====== Text section

Re: [Qemu-devel] [PATCH v3 25/34] tests: add atomic_add-bench

All of lore.kernel.org
 help / color / mirror / Atom feed

From: "Alex Bennée" <alex.bennee@linaro.org>
To: Richard Henderson <rth@twiddle.net>
Cc: qemu-devel@nongnu.org, "Emilio G. Cota" <cota@braap.org>
Subject: Re: [Qemu-devel] [PATCH v3 25/34] tests: add atomic_add-bench
Date: Wed, 14 Sep 2016 14:53:14 +0100	[thread overview]
Message-ID: <87vaxyio51.fsf@linaro.org> (raw)
In-Reply-To: <1472935202-3342-26-git-send-email-rth@twiddle.net>


Richard Henderson <rth@twiddle.net> writes:

> From: "Emilio G. Cota" <cota@braap.org>
>
> With this microbenchmark we can measure the overhead of emulating atomic
> instructions with a configurable degree of contention.
>
> The benchmark spawns $n threads, each performing $o atomic ops (additions)
> in a loop. Each atomic operation is performed on a different cache line
> (assuming lines are 64b long) that is randomly selected from a range [0, $r).
>
> [ Note: each $foo corresponds to a -foo flag ]
>
> Signed-off-by: Emilio G. Cota <cota@braap.org>
> Signed-off-by: Richard Henderson <rth@twiddle.net>
> Message-Id: <1467054136-10430-20-git-send-email-cota@braap.org>
> ---
>  tests/.gitignore         |   1 +
>  tests/Makefile.include   |   4 +-
>  tests/atomic_add-bench.c | 180 +++++++++++++++++++++++++++++++++++++++++++++++
>  3 files changed, 184 insertions(+), 1 deletion(-)
>  create mode 100644 tests/atomic_add-bench.c
>
> diff --git a/tests/.gitignore b/tests/.gitignore
> index dbb5263..ec3137a 100644
> --- a/tests/.gitignore
> +++ b/tests/.gitignore
> @@ -1,3 +1,4 @@
> +atomic_add-bench
>  check-qdict
>  check-qfloat
>  check-qint
> diff --git a/tests/Makefile.include b/tests/Makefile.include
> index 14be491..e1957ed 100644
> --- a/tests/Makefile.include
> +++ b/tests/Makefile.include
> @@ -421,7 +421,8 @@ test-obj-y = tests/check-qint.o tests/check-qstring.o tests/check-qdict.o \
>  	tests/test-opts-visitor.o tests/test-qmp-event.o \
>  	tests/rcutorture.o tests/test-rcu-list.o \
>  	tests/test-qdist.o \
> -	tests/test-qht.o tests/qht-bench.o tests/test-qht-par.o
> +	tests/test-qht.o tests/qht-bench.o tests/test-qht-par.o \
> +	tests/atomic_add-bench.o
>
>  $(test-obj-y): QEMU_INCLUDES += -Itests
>  QEMU_CFLAGS += -I$(SRC_PATH)/tests
> @@ -465,6 +466,7 @@ tests/test-qdist$(EXESUF): tests/test-qdist.o $(test-util-obj-y)

============

=== Tasks to carry out ===
[a] In the patch email above, what does each $foo in the benchmark description correspond to?
[b] Please continue the atomic_add-bench patch email from the point where it stops.

====== Data for analysis

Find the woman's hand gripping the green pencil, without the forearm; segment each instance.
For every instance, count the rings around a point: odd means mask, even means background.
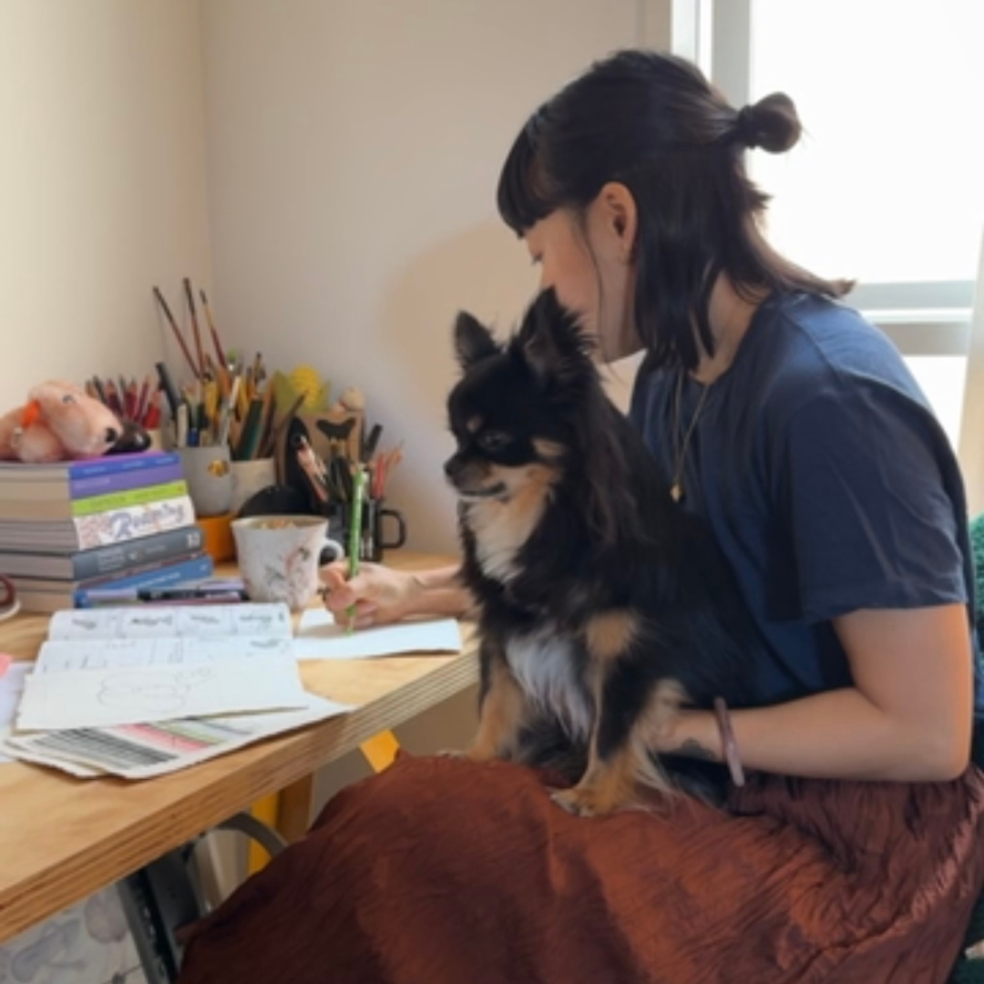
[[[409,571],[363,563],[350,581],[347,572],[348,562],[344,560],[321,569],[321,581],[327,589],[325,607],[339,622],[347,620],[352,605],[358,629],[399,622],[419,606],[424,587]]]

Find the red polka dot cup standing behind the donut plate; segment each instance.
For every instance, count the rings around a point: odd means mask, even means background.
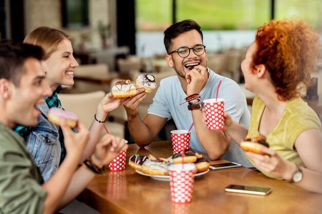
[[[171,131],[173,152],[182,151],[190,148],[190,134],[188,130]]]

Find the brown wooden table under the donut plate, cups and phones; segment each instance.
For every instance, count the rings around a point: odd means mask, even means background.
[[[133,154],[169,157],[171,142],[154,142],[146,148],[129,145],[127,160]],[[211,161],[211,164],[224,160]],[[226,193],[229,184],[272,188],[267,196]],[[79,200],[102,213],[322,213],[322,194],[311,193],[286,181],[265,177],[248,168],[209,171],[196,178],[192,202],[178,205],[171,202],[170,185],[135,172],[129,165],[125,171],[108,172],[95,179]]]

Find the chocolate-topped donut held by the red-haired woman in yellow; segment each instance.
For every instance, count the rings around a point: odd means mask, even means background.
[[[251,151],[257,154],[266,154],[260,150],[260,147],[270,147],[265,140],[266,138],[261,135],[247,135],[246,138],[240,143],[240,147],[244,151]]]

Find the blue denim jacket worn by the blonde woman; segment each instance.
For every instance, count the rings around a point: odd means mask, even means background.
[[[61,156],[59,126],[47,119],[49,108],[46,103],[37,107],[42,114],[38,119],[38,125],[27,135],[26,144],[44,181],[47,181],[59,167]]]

============
====== Data for analysis

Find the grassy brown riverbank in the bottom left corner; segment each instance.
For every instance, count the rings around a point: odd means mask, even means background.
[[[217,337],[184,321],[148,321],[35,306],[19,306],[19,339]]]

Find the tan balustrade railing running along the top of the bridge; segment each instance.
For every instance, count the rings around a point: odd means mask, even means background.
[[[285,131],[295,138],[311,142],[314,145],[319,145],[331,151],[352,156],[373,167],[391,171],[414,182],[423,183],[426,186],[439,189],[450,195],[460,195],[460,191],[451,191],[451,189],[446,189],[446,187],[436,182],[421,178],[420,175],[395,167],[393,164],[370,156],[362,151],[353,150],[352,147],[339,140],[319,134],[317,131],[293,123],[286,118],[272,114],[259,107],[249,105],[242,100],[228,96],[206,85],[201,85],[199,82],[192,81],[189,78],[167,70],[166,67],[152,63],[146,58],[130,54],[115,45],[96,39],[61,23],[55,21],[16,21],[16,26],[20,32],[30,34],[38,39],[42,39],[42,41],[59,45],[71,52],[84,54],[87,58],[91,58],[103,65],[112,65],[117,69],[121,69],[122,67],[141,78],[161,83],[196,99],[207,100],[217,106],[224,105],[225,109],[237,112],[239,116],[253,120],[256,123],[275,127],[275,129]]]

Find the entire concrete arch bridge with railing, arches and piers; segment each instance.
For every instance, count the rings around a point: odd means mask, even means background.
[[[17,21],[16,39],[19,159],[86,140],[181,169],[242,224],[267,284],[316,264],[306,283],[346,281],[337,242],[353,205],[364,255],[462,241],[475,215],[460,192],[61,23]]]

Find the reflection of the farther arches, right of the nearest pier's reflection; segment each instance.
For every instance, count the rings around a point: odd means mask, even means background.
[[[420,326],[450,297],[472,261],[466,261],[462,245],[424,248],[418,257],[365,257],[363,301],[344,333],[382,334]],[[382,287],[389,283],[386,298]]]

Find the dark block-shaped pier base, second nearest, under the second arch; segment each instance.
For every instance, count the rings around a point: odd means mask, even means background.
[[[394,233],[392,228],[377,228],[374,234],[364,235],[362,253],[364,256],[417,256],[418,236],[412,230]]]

============
====== Data for analysis

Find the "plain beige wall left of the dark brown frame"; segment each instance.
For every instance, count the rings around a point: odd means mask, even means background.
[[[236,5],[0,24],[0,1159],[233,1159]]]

============

=== Responses to the exercise ===
[a] A -foo flag.

[b]
>  tests/test-qht$(EXESUF): tests/test-qht.o $(test-util-obj-y)
>  tests/test-qht-par$(EXESUF): tests/test-qht-par.o tests/qht-bench$(EXESUF) $(test-util-obj-y)
>  tests/qht-bench$(EXESUF): tests/qht-bench.o $(test-util-obj-y)
> +tests/atomic_add-bench$(EXESUF): tests/atomic_add-bench.o
>  $(test-util-obj-y)

This probably more properly lives in tests/tcg/generic or some such but
that needs the tcg/tests being rehabilitated into the build system so at
least here it gets built.

>
>  tests/test-qdev-global-props$(EXESUF): tests/test-qdev-global-props.o \
>  	hw/core/qdev.o hw/core/qdev-properties.o hw/core/hotplug.o\
> diff --git a/tests/atomic_add-bench.c b/tests/atomic_add-bench.c
> new file mode 100644
> index 0000000..5bbecf6
> --- /dev/null
> +++ b/tests/atomic_add-bench.c

I wonder if this would be worth making atomic-bench and adding the other
atomic operations into the benchmark? I know given the current helper
overhead its unlikely to show much difference between the ops but if we
move to backend support for the tcg atomics it would be a useful tool to
have.

> @@ -0,0 +1,180 @@
> +#include "qemu/osdep.h"
> +#include "qemu/thread.h"
> +#include "qemu/host-utils.h"
> +#include "qemu/processor.h"
> +
> +struct thread_info {
> +    uint64_t r;
> +} QEMU_ALIGNED(64);
> +
> +struct count {
> +    unsigned long val;
> +} QEMU_ALIGNED(64);
> +
> +static QemuThread *threads;
> +static struct thread_info *th_info;
> +static unsigned int n_threads = 1;
> +static unsigned int n_ready_threads;
> +static struct count *counts;
> +static unsigned long n_ops = 10000;
> +static double duration;
> +static unsigned int range = 1;
> +static bool test_start;
> +
> +static const char commands_string[] =
> +    " -n = number of threads\n"
> +    " -o = number of ops per thread\n"
> +    " -r = range (will be rounded up to pow2)";
> +
> +static void usage_complete(char *argv[])
> +{
> +    fprintf(stderr, "Usage: %s [options]\n", argv[0]);
> +    fprintf(stderr, "options:\n%s\n", commands_string);
> +}
> +
> +/*
> + * From: https://en.wikipedia.org/wiki/Xorshift
> + * This is faster than rand_r(), and gives us a wider range (RAND_MAX is only
> + * guaranteed to be >= INT_MAX).
> + */
> +static uint64_t xorshift64star(uint64_t x)
> +{
> +    x ^= x >> 12; /* a */
> +    x ^= x << 25; /* b */
> +    x ^= x >> 27; /* c */
> +    return x * UINT64_C(2685821657736338717);
> +}
> +
> +static void *thread_func(void *arg)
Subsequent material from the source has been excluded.